··· AVAILABLE RECORDS

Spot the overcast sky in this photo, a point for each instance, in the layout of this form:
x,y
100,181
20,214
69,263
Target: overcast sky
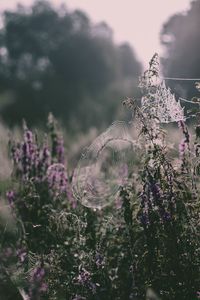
x,y
136,21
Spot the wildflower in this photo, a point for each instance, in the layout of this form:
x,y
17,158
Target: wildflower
x,y
11,197
22,254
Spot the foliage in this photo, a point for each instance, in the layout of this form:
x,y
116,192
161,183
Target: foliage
x,y
180,36
57,60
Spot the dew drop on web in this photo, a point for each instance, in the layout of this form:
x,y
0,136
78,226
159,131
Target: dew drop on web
x,y
104,167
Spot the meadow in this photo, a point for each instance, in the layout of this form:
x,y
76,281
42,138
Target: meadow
x,y
116,220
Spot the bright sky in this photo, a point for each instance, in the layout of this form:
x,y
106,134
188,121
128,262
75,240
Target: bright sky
x,y
136,21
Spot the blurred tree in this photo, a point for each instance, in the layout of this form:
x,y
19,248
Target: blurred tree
x,y
56,60
180,36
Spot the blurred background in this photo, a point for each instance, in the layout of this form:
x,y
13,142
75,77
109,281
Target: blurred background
x,y
80,58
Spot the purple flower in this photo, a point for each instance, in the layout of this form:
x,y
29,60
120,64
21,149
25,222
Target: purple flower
x,y
22,254
11,197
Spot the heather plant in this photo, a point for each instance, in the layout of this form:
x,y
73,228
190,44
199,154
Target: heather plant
x,y
144,244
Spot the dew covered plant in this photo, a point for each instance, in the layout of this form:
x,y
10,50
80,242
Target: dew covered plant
x,y
79,237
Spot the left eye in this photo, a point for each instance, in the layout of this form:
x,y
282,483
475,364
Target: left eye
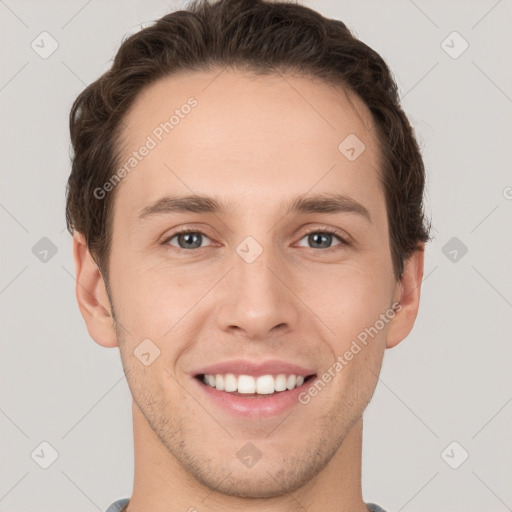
x,y
322,238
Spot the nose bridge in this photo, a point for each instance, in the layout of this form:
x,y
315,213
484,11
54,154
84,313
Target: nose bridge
x,y
256,299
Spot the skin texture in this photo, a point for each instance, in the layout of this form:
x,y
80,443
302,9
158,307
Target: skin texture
x,y
254,143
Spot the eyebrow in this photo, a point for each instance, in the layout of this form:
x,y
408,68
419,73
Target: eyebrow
x,y
318,203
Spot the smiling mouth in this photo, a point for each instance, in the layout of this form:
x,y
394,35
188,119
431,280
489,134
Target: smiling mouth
x,y
247,386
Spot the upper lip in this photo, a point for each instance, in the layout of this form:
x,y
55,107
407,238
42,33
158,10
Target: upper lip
x,y
254,368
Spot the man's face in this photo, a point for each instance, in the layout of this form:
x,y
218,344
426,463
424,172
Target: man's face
x,y
250,283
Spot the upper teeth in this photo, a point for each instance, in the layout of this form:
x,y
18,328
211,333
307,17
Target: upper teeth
x,y
263,385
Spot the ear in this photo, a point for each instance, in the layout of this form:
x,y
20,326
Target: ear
x,y
91,295
407,294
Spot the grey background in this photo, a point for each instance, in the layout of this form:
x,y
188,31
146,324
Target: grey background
x,y
449,381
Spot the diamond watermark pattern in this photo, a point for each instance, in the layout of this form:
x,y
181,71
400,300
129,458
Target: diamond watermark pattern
x,y
44,45
454,249
146,352
249,455
44,455
249,249
454,455
352,147
44,250
454,45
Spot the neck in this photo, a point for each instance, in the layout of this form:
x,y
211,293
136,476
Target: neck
x,y
162,483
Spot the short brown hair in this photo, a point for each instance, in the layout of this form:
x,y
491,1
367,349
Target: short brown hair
x,y
263,37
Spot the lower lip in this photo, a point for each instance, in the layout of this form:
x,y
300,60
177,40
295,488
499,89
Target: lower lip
x,y
251,406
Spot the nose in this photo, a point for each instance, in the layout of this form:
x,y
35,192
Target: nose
x,y
258,298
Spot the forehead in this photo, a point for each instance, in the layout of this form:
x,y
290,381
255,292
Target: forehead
x,y
232,135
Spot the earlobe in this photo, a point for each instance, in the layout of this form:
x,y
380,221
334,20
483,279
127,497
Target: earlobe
x,y
408,295
92,295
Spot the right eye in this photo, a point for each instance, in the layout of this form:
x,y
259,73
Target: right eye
x,y
186,239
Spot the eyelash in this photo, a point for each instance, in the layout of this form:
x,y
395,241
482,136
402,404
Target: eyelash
x,y
326,231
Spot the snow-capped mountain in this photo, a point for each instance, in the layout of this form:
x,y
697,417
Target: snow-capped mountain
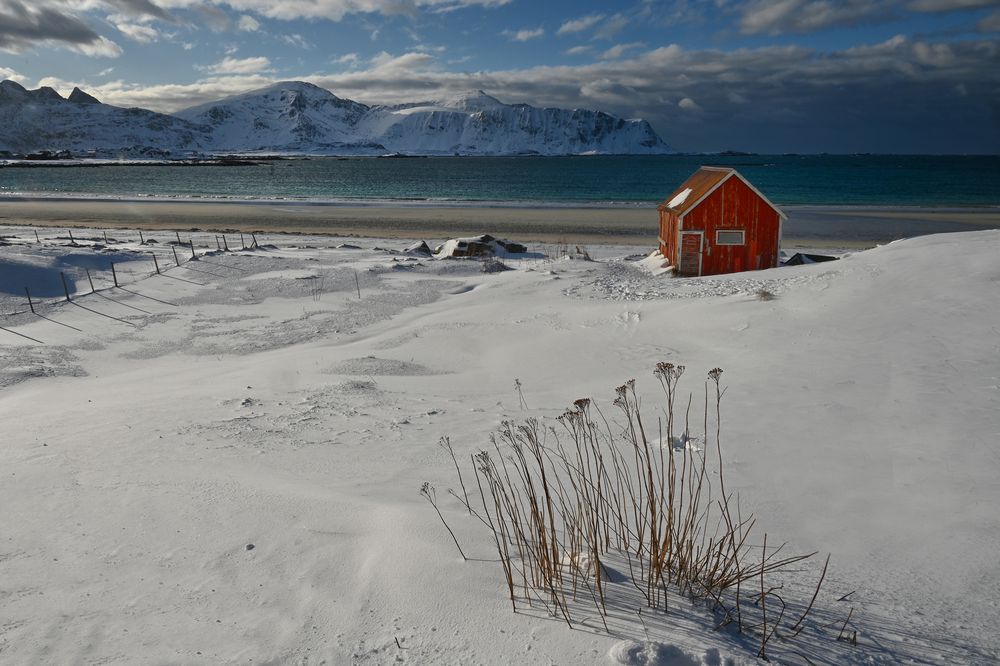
x,y
301,118
36,120
292,117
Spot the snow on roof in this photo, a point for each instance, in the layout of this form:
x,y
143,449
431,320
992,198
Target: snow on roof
x,y
680,198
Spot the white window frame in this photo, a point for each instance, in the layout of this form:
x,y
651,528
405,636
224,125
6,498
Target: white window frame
x,y
741,232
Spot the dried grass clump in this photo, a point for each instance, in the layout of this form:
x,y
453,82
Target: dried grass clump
x,y
572,505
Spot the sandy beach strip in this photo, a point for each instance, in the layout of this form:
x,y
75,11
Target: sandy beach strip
x,y
807,226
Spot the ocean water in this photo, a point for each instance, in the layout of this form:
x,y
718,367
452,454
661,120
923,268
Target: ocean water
x,y
870,180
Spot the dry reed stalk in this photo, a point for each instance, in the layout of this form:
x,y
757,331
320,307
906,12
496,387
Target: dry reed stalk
x,y
560,502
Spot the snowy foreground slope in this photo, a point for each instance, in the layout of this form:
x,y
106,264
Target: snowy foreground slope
x,y
221,464
300,118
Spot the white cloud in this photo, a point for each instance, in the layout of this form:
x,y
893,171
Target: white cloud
x,y
7,73
611,27
774,17
25,26
296,40
248,23
335,10
138,32
102,48
618,50
579,24
253,65
524,35
949,5
989,23
761,93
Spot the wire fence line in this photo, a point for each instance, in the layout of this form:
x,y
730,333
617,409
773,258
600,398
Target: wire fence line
x,y
113,278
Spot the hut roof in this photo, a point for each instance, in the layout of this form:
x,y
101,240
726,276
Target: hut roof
x,y
702,183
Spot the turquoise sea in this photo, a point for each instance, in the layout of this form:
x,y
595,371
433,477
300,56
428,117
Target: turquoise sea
x,y
869,180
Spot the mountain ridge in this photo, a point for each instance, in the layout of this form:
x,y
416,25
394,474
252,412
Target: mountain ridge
x,y
301,118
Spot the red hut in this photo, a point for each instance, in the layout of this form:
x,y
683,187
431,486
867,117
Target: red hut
x,y
717,222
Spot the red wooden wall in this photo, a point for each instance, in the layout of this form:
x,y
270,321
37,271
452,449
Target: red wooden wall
x,y
732,206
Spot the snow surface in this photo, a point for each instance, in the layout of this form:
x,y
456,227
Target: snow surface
x,y
221,463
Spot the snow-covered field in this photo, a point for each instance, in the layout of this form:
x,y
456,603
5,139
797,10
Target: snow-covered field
x,y
221,464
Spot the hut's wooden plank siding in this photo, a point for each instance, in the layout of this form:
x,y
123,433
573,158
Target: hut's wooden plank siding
x,y
731,206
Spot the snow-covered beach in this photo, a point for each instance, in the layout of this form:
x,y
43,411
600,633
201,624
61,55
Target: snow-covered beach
x,y
808,226
220,463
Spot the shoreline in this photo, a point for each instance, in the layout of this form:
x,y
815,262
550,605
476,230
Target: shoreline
x,y
807,225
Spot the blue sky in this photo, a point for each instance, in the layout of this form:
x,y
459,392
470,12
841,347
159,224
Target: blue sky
x,y
768,76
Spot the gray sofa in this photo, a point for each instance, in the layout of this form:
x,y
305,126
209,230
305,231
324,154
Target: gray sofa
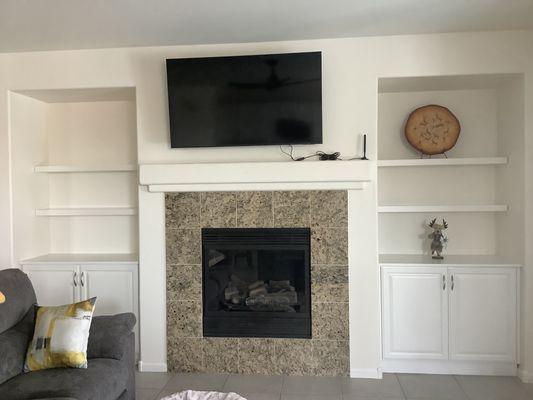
x,y
111,353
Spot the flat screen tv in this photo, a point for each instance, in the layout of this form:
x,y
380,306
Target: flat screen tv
x,y
255,100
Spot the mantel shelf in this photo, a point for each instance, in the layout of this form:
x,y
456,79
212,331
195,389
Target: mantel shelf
x,y
428,162
442,208
81,168
276,175
86,211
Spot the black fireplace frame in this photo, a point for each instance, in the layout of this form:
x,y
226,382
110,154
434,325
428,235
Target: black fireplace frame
x,y
247,324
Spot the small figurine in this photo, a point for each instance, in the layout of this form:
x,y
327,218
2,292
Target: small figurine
x,y
438,239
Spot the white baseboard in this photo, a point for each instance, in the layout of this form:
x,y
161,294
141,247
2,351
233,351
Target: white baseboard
x,y
525,376
152,367
449,367
366,373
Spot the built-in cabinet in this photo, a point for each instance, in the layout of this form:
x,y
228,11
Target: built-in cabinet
x,y
450,315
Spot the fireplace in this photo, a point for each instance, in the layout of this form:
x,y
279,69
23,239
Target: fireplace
x,y
256,282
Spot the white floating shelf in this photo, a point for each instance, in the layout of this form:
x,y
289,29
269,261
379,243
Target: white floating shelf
x,y
74,168
427,162
441,209
86,211
97,258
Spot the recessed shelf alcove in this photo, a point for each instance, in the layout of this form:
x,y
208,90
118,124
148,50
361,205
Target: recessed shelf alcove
x,y
74,171
476,188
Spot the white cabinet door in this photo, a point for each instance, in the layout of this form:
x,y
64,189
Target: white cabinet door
x,y
115,285
54,285
415,313
483,307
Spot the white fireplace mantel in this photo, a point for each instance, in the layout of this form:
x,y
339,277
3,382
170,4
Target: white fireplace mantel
x,y
303,175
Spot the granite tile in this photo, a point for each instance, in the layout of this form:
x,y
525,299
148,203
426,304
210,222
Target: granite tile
x,y
219,210
331,357
319,247
258,356
329,208
291,209
182,210
185,355
330,321
184,282
329,283
254,210
295,356
221,355
184,319
329,293
337,243
184,246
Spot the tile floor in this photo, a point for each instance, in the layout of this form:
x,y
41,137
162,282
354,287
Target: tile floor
x,y
155,385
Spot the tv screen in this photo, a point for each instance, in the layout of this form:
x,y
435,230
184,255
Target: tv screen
x,y
245,100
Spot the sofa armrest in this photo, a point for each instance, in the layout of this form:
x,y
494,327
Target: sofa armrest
x,y
108,337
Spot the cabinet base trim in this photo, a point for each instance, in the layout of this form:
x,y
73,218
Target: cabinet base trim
x,y
152,367
370,373
449,367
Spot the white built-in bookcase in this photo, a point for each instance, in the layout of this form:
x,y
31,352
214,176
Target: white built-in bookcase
x,y
479,189
74,171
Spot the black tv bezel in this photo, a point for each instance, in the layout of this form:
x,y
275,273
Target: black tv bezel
x,y
172,140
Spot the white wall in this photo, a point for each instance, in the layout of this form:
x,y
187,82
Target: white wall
x,y
351,69
30,190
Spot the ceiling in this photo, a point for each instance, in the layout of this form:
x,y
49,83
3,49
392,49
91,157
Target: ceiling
x,y
29,25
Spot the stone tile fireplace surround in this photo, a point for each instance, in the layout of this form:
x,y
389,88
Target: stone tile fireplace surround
x,y
325,212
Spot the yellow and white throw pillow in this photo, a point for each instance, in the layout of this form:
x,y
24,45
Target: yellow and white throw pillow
x,y
60,337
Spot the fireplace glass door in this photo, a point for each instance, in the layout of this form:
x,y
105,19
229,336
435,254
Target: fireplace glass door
x,y
256,282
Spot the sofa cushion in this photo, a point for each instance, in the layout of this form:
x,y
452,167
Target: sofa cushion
x,y
13,346
104,379
108,334
60,337
19,297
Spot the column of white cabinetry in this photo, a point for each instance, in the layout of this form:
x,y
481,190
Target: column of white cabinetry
x,y
449,319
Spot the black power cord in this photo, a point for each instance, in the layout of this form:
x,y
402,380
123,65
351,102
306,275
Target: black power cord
x,y
322,156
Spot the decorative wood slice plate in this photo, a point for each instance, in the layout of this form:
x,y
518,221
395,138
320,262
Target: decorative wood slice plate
x,y
432,129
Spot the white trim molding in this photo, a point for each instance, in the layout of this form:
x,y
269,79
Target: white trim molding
x,y
449,367
525,376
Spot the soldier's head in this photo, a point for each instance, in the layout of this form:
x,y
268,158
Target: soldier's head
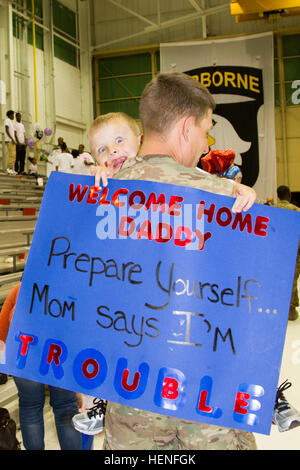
x,y
284,193
174,107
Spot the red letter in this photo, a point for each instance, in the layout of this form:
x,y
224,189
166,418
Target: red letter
x,y
77,193
86,373
145,230
93,194
239,220
54,353
240,403
202,239
173,204
126,220
103,200
188,236
155,202
115,199
228,213
142,197
25,342
209,212
160,227
202,402
135,383
170,389
260,225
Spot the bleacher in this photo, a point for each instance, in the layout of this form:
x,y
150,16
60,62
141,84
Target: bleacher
x,y
20,199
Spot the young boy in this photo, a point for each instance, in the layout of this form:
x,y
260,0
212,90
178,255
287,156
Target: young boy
x,y
113,137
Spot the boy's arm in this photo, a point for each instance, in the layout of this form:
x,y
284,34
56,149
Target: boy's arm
x,y
244,197
101,173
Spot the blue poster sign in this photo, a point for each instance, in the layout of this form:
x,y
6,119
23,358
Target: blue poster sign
x,y
156,296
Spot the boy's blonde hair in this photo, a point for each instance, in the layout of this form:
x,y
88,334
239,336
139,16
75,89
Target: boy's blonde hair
x,y
106,118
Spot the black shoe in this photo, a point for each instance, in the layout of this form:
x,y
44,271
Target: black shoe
x,y
3,379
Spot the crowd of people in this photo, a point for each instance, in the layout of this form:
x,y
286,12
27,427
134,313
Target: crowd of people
x,y
176,115
61,158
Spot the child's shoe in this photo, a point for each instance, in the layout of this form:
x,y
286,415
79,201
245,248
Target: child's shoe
x,y
285,416
92,421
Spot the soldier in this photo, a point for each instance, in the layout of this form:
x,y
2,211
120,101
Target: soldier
x,y
176,115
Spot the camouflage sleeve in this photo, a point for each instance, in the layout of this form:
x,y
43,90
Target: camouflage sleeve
x,y
165,169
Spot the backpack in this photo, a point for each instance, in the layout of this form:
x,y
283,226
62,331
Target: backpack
x,y
8,429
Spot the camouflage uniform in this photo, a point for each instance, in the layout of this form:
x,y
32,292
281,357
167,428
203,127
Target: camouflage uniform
x,y
128,428
293,314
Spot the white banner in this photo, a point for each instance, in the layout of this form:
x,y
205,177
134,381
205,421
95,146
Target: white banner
x,y
239,73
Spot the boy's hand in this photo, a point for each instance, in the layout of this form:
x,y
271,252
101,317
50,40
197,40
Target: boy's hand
x,y
100,172
245,197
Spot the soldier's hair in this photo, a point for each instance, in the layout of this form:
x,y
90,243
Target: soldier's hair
x,y
171,96
284,193
106,118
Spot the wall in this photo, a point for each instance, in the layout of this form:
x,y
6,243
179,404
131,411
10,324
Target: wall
x,y
71,101
111,23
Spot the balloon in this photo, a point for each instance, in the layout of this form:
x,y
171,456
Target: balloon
x,y
30,143
47,131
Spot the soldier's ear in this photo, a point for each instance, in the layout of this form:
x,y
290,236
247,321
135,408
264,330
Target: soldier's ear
x,y
187,123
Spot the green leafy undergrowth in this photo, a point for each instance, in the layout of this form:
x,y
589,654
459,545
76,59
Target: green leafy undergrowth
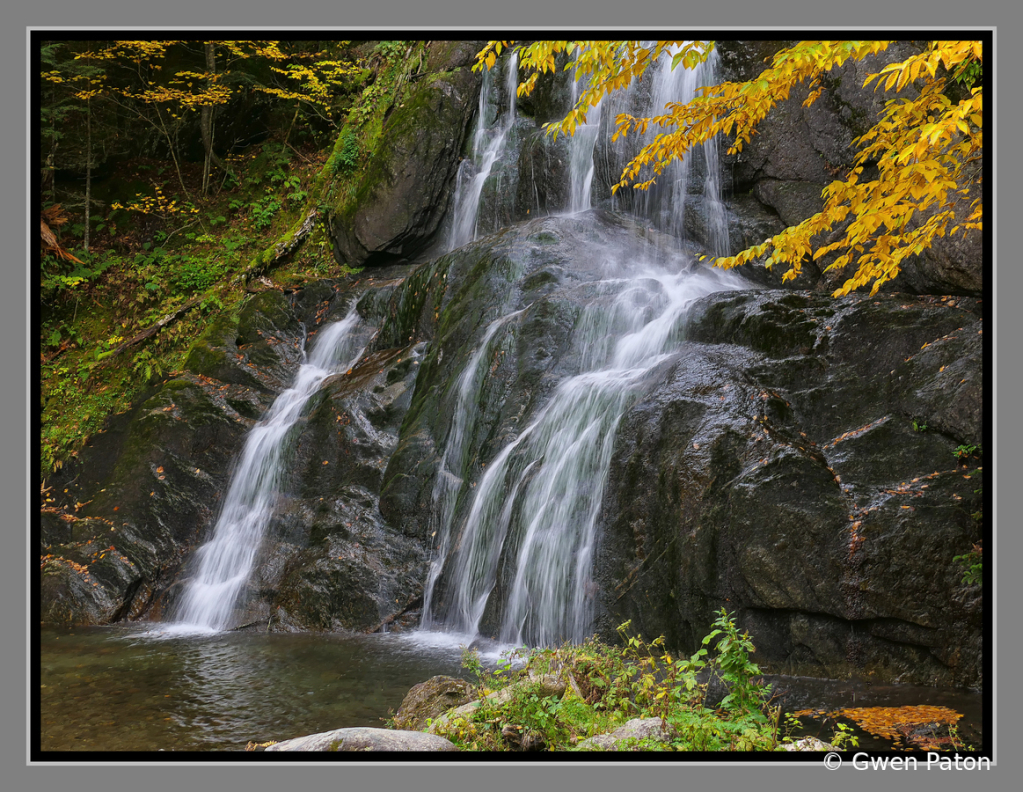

······

Identify every line of the entries above that contains the word "ocean" and copy each of those lines.

**WRITTEN RESPONSE:**
Spot the ocean water in this photo, a point for each instance, in the layout of this form:
Target: ocean water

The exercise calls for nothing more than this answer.